Thanks to David Marshall's unusual training, Alice Thomson was back in jeans within two months of giving birth.
Personal trainers don't have a great name these days. Carole Caplin and her toxic showers and Flowtron boots make me blush when I say I'm consulting a fitness guru. But that's what David Marshall is.
"Trust me, I'm the Bodydoctor," he says, taking a slug of black coffee and eating a doughnut. "See this woman, she's lost 42 stone on my programme." He points to a svelte woman on the step machine. I panic. Is this man really serious?
Sophie Dahl lost more than two stone on his programme; Rachel Weisz convinced the producers of The Mummy Returns to hire Marshall for the whole film cast, she was so impressed. West Ham United's coaches use him to keep their footballers injury-free. Rio Ferdinand swears by it. And Kate Moss has been seen at his gym since she gave birth to Lila Grace last September.
Even the PPP Healthcare private medical group has endorsed the programme to improve the health of its 2.5 million members, aware that obesity is now linked to more than 30,000 deaths a year. I meet Marshall at his gym in Primrose Hill, north London. It's six weeks since I had my second baby, and I can still barely squeeze into my jeans. He measures my weight, my heart and lung function, and my fat, with giant callipers, and asks me about my physical and mental health. Having a baby wasn't this personal.

━━━

PROBLEM REQUIREMENTS
Answer these questions from the fitness article:
(a) Whose coaches use Marshall to keep their footballers injury-free?
(b) In which area of London is Marshall's gym?
(c) How many members does the PPP Healthcare group have?

PROVIDED RECORDS

━━━

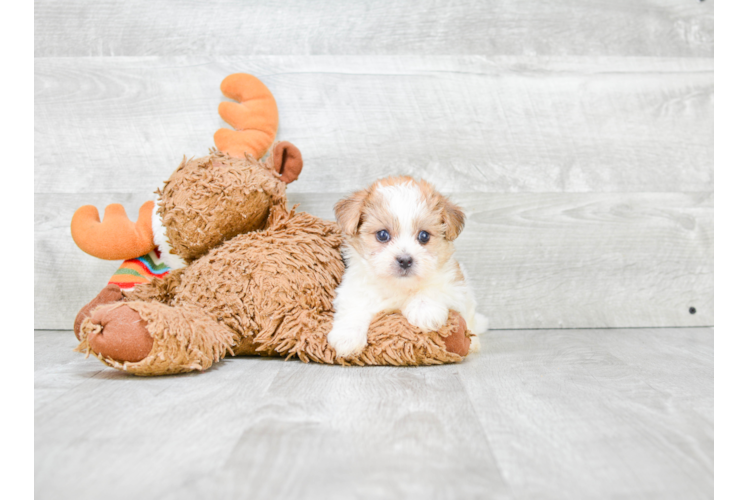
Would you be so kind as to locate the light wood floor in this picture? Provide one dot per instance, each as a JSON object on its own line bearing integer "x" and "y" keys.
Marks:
{"x": 537, "y": 414}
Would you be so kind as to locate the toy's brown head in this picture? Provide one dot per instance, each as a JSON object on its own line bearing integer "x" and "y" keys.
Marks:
{"x": 210, "y": 199}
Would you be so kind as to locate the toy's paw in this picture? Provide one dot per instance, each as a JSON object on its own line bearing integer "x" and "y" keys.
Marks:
{"x": 458, "y": 342}
{"x": 109, "y": 294}
{"x": 426, "y": 314}
{"x": 347, "y": 341}
{"x": 118, "y": 333}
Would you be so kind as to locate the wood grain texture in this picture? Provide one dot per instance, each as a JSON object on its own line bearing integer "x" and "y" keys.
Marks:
{"x": 473, "y": 123}
{"x": 233, "y": 27}
{"x": 554, "y": 403}
{"x": 551, "y": 414}
{"x": 548, "y": 260}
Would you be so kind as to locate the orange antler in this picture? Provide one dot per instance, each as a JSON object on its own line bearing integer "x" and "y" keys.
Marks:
{"x": 116, "y": 238}
{"x": 255, "y": 117}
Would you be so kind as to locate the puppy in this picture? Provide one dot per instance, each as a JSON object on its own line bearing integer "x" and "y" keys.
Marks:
{"x": 398, "y": 249}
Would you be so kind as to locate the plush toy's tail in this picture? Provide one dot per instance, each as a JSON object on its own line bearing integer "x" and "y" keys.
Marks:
{"x": 255, "y": 117}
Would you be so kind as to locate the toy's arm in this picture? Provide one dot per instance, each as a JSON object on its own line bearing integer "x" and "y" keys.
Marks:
{"x": 158, "y": 290}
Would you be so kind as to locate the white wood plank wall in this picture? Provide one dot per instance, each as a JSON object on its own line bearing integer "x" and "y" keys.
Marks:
{"x": 578, "y": 135}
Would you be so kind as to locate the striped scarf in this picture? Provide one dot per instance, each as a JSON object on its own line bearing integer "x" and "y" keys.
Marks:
{"x": 141, "y": 270}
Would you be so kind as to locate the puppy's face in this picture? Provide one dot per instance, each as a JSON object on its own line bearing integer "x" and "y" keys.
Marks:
{"x": 402, "y": 228}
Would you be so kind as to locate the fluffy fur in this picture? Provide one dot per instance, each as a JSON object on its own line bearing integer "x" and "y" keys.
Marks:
{"x": 421, "y": 279}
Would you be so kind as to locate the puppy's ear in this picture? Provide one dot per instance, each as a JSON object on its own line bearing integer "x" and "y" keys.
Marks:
{"x": 348, "y": 212}
{"x": 454, "y": 220}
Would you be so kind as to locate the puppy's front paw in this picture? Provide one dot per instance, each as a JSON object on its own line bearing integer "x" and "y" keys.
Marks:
{"x": 347, "y": 341}
{"x": 426, "y": 314}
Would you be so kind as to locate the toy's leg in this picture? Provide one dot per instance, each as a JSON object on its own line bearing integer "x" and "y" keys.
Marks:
{"x": 150, "y": 338}
{"x": 110, "y": 294}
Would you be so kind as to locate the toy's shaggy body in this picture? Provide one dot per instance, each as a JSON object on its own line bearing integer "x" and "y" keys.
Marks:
{"x": 258, "y": 279}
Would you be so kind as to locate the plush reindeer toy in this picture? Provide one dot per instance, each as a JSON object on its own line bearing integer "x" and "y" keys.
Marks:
{"x": 218, "y": 265}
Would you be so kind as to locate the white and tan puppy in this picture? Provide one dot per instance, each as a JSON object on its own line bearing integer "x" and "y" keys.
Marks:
{"x": 399, "y": 255}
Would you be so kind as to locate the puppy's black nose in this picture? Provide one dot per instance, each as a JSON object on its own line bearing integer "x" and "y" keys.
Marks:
{"x": 405, "y": 261}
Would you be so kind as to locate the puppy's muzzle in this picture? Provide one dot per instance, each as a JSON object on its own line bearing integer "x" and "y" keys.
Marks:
{"x": 404, "y": 261}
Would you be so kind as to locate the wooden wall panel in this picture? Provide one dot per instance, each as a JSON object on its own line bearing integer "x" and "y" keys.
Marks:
{"x": 231, "y": 27}
{"x": 466, "y": 123}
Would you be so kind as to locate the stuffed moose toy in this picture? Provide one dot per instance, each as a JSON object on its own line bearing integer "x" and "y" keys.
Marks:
{"x": 219, "y": 266}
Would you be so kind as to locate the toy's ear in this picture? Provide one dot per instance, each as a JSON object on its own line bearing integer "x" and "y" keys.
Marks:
{"x": 287, "y": 161}
{"x": 348, "y": 212}
{"x": 454, "y": 220}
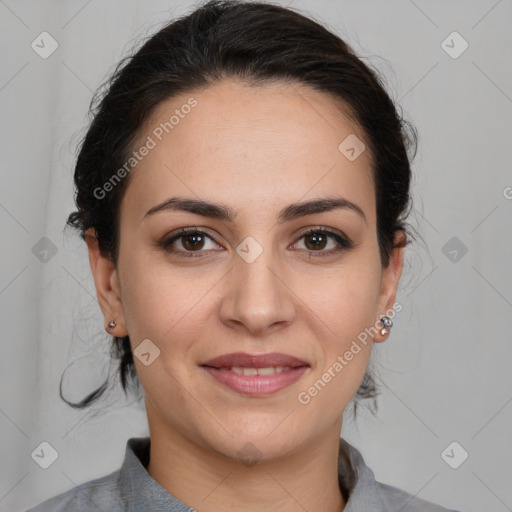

━━━

SOLUTION FOR THIS PROBLEM
(a) West Ham United's
(b) Primrose Hill, north London
(c) 2.5 million